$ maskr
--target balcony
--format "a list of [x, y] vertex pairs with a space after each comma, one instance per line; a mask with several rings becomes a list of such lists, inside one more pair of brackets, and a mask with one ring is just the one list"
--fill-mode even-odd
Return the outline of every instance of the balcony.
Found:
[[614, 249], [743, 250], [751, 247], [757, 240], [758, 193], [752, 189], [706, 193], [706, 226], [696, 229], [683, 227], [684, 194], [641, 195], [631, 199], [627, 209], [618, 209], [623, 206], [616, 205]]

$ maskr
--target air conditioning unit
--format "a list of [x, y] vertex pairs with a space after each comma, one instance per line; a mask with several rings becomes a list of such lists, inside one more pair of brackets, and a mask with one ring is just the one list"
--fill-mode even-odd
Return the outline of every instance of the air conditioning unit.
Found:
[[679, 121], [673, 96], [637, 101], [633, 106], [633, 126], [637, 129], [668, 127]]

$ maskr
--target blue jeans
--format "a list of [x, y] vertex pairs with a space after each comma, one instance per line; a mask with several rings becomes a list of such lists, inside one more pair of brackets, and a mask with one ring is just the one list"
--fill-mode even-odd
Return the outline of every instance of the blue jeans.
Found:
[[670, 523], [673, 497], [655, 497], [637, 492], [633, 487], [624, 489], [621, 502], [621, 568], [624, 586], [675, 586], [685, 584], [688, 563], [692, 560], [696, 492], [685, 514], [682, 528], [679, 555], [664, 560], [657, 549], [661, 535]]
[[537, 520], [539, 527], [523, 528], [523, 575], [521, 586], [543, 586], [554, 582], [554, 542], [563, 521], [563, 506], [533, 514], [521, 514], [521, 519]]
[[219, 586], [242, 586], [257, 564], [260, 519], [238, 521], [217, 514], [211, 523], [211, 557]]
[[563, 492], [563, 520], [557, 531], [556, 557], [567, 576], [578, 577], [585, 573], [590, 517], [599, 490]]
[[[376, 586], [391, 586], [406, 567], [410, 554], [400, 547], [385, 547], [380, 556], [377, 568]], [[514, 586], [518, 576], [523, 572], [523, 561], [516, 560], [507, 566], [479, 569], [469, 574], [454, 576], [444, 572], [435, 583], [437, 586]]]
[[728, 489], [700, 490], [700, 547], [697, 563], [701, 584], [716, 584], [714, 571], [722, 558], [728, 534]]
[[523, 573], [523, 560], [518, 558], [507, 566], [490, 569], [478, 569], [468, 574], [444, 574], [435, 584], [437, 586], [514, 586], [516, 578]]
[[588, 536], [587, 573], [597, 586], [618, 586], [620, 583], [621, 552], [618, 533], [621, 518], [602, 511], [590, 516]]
::::::
:: What to do ::
Edit everything from the top of the data down through the line containing "206], [616, 205]]", changing "balcony" to "terrace" and leaving all else unchanged.

:: Result of the task ::
$ maskr
--target terrace
--format "a list of [x, y] vertex pairs with a space after each comma, one instance per line; a mask with several rings becomes a list of such lists, inside one more pair of brackets, and a mask with one ring is just the one list"
--fill-mode even-odd
Return the outline of every instance of the terrace.
Found:
[[614, 249], [743, 250], [751, 247], [757, 240], [758, 193], [752, 189], [706, 193], [706, 226], [696, 229], [683, 227], [684, 194], [641, 195], [631, 199], [627, 209], [618, 209], [623, 206], [616, 205]]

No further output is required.